Task brief: Write out all of the data without omission, exactly as shown.

[Object position labeling entries]

◆ ◆ ◆ ◆

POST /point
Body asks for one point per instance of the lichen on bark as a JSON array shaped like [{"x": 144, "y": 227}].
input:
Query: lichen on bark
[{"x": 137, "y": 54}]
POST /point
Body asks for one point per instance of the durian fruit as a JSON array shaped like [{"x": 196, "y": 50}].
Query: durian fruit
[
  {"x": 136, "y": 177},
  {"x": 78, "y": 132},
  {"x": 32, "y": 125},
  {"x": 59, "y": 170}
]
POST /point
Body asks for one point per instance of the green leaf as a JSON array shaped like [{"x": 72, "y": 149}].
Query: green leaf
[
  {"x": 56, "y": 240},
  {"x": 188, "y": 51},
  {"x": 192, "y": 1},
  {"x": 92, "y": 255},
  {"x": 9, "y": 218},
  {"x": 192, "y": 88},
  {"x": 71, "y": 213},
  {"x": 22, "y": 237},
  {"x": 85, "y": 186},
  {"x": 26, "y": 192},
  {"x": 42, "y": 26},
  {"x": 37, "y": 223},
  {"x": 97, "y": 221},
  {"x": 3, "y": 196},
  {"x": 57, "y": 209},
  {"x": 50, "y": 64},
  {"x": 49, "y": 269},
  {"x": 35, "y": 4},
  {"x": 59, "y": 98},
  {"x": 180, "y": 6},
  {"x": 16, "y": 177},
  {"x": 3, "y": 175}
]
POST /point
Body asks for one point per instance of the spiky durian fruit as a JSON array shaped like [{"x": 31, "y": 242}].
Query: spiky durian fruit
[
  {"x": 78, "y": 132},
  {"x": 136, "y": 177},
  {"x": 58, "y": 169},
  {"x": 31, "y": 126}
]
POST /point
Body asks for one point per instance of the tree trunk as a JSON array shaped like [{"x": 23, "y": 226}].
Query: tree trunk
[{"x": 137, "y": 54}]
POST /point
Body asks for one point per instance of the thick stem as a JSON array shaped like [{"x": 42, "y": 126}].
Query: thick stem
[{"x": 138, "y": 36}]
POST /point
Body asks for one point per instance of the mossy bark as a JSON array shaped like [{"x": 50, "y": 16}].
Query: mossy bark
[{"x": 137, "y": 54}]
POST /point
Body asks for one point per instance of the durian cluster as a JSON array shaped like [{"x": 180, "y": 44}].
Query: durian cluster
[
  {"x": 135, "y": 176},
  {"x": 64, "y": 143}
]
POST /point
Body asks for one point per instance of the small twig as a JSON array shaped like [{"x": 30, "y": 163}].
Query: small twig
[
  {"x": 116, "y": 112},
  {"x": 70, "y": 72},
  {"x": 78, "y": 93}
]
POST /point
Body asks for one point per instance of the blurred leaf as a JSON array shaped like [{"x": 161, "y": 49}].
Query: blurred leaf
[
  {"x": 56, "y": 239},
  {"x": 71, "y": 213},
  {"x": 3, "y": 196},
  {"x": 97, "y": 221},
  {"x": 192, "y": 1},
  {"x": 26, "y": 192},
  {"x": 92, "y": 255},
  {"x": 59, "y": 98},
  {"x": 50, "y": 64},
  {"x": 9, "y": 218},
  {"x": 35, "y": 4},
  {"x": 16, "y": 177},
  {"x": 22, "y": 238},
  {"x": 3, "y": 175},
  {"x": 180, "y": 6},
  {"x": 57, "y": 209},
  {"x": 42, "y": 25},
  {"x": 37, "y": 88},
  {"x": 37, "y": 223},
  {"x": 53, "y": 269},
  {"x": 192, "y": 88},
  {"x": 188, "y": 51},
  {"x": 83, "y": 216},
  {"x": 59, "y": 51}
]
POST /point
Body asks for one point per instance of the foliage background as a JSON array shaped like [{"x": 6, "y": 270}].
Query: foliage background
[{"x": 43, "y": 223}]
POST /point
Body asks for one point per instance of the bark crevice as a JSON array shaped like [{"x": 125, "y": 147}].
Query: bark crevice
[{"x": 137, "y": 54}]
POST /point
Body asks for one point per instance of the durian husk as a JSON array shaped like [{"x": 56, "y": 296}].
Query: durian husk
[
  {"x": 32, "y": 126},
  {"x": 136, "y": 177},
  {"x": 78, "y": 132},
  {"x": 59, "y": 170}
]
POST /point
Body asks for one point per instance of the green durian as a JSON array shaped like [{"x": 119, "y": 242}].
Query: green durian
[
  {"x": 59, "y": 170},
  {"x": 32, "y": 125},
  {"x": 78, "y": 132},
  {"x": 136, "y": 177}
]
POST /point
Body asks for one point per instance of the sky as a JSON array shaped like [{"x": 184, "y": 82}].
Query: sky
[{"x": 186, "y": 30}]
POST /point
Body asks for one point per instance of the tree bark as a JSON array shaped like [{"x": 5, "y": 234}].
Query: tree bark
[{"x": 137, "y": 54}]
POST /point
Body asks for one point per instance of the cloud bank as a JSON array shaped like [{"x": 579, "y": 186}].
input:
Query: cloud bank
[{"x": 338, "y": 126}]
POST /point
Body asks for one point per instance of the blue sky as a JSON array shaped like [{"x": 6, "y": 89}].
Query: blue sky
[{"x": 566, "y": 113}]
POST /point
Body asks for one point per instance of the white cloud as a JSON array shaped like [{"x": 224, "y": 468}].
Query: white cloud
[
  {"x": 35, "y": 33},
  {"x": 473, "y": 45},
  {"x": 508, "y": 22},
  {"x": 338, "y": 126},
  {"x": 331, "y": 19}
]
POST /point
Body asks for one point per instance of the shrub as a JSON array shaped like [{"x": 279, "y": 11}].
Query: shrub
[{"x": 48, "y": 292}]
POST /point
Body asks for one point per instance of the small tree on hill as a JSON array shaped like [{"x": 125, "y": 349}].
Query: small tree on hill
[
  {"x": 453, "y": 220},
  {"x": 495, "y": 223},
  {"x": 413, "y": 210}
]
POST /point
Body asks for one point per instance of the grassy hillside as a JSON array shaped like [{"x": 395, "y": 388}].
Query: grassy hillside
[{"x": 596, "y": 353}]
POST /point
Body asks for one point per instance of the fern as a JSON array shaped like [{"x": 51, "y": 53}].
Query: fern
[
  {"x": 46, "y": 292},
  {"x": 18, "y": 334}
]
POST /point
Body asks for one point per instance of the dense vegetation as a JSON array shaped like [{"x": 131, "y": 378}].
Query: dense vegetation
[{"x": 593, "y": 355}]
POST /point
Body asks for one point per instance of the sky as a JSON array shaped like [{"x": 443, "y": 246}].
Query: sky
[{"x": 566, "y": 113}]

◆ ◆ ◆ ◆

Right answer:
POST /point
Body asks for one point per instance of the lichen on bark as a JSON array shaped like [{"x": 144, "y": 227}].
input:
Query: lichen on bark
[{"x": 137, "y": 54}]
POST /point
Body asks for one point per instance of the durian fruit as a JSON array shaped like [{"x": 196, "y": 50}].
Query: durian fruit
[
  {"x": 136, "y": 177},
  {"x": 78, "y": 132},
  {"x": 32, "y": 125},
  {"x": 59, "y": 170}
]
POST /point
Body asks for one point per instance of the green leaf as a JSON array shaped like [{"x": 72, "y": 149}].
Query: green leaf
[
  {"x": 56, "y": 240},
  {"x": 188, "y": 51},
  {"x": 192, "y": 1},
  {"x": 92, "y": 255},
  {"x": 9, "y": 218},
  {"x": 192, "y": 88},
  {"x": 71, "y": 213},
  {"x": 22, "y": 237},
  {"x": 85, "y": 186},
  {"x": 26, "y": 192},
  {"x": 42, "y": 26},
  {"x": 37, "y": 223},
  {"x": 97, "y": 221},
  {"x": 3, "y": 196},
  {"x": 57, "y": 209},
  {"x": 50, "y": 64},
  {"x": 49, "y": 269},
  {"x": 35, "y": 4},
  {"x": 59, "y": 98},
  {"x": 180, "y": 6},
  {"x": 16, "y": 177},
  {"x": 3, "y": 175}
]
POST /point
Body asks for one point per instance of the spiky durian fruit as a JSON array shaped like [{"x": 31, "y": 242}].
Query: spiky durian fruit
[
  {"x": 78, "y": 132},
  {"x": 136, "y": 177},
  {"x": 58, "y": 169},
  {"x": 31, "y": 126}
]
POST /point
Body asks for one point per instance of the tree trunk as a JSON array shaped like [{"x": 23, "y": 226}].
Query: tree trunk
[{"x": 137, "y": 54}]
POST /point
Body asks for one point per instance of the thick stem as a JSON array shaped like [{"x": 42, "y": 126}].
Query: thick stem
[{"x": 138, "y": 36}]
POST /point
Body asks for one point per instance of the mossy bark as a JSON array shaped like [{"x": 50, "y": 16}].
Query: mossy bark
[{"x": 137, "y": 54}]
POST /point
Body asks for one point per instance of the durian cluster as a JSON array shaped like [{"x": 180, "y": 44}].
Query: durian cluster
[
  {"x": 135, "y": 176},
  {"x": 64, "y": 143}
]
POST /point
Body asks for one point per instance of the small twig as a JSON array shaped like [{"x": 30, "y": 163}].
Query: small twig
[
  {"x": 116, "y": 112},
  {"x": 70, "y": 72},
  {"x": 78, "y": 93}
]
POST /point
Body asks for one point per instance of the blurred leaf as a JSON array shaped like [{"x": 161, "y": 49}].
Query: blurred leaf
[
  {"x": 56, "y": 239},
  {"x": 71, "y": 213},
  {"x": 3, "y": 196},
  {"x": 97, "y": 221},
  {"x": 192, "y": 1},
  {"x": 26, "y": 192},
  {"x": 92, "y": 255},
  {"x": 59, "y": 98},
  {"x": 50, "y": 64},
  {"x": 9, "y": 218},
  {"x": 35, "y": 4},
  {"x": 16, "y": 177},
  {"x": 22, "y": 238},
  {"x": 3, "y": 175},
  {"x": 180, "y": 6},
  {"x": 57, "y": 209},
  {"x": 42, "y": 25},
  {"x": 37, "y": 88},
  {"x": 37, "y": 223},
  {"x": 53, "y": 269},
  {"x": 192, "y": 88},
  {"x": 188, "y": 51},
  {"x": 83, "y": 216},
  {"x": 59, "y": 51}
]
POST /point
Body asks for one point per instance of the foliage background as a JSON array shaped like [{"x": 6, "y": 270}].
Query: foliage background
[{"x": 43, "y": 223}]
POST /point
Body asks for one point per instance of the bark crevice as a JSON array shaped like [{"x": 125, "y": 147}].
Query: bark crevice
[{"x": 137, "y": 54}]
POST /point
Body asks for one point per instance of the durian husk as a JSON array shaped like [{"x": 56, "y": 296}].
Query: durian husk
[
  {"x": 32, "y": 126},
  {"x": 136, "y": 177},
  {"x": 78, "y": 132},
  {"x": 59, "y": 170}
]
POST /point
Body asks for one point per instance of the green durian as a JSON array shaped like [{"x": 119, "y": 242}].
Query: green durian
[
  {"x": 59, "y": 170},
  {"x": 32, "y": 125},
  {"x": 78, "y": 132},
  {"x": 136, "y": 177}
]
POST /point
Body asks for one point per instance of the sky as a JSON array shaped like [{"x": 184, "y": 82}].
Query: sky
[{"x": 186, "y": 30}]
POST /point
Body asks for one point per instance of the tree bark as a JSON array shaped like [{"x": 5, "y": 234}].
Query: tree bark
[{"x": 137, "y": 54}]
POST /point
Body asks for one point per instance of the cloud bank as a JSON array shaped like [{"x": 579, "y": 186}].
input:
Query: cloud bank
[{"x": 338, "y": 126}]
POST /point
Body asks for one point per instance of the blue sky as a JSON array shaped like [{"x": 6, "y": 89}].
Query: blue sky
[{"x": 566, "y": 113}]
POST /point
Body asks for one point per instance of the white cloud as a JSON array shaped like [{"x": 224, "y": 468}].
Query: white cloud
[
  {"x": 35, "y": 33},
  {"x": 473, "y": 45},
  {"x": 508, "y": 22},
  {"x": 338, "y": 126},
  {"x": 331, "y": 19}
]
POST /point
Body asks for one point per instance of the shrub as a JSON array shaped like [{"x": 279, "y": 11}].
Query: shrub
[{"x": 48, "y": 292}]
POST /point
Body asks for one point per instance of the small tree on hill as a JSON array shaped like [{"x": 125, "y": 349}].
Query: small tree on hill
[
  {"x": 453, "y": 220},
  {"x": 495, "y": 223},
  {"x": 413, "y": 210}
]
POST /point
Body asks for one point per instance of the grassy hillside as a JSON array shaped like [{"x": 395, "y": 388}].
Query: grassy hillside
[{"x": 596, "y": 353}]
POST /point
Body asks for one point per instance of the fern as a JSON array shaped like [{"x": 51, "y": 53}].
Query: fern
[
  {"x": 46, "y": 292},
  {"x": 18, "y": 334}
]
POST /point
Body asks for one point per instance of the dense vegetation as a JSON array shaped like [{"x": 131, "y": 378}].
Query: dense vegetation
[{"x": 593, "y": 355}]
POST /point
Body asks for one point per instance of the sky as a JSON array shaped like [{"x": 443, "y": 246}].
Query: sky
[{"x": 566, "y": 113}]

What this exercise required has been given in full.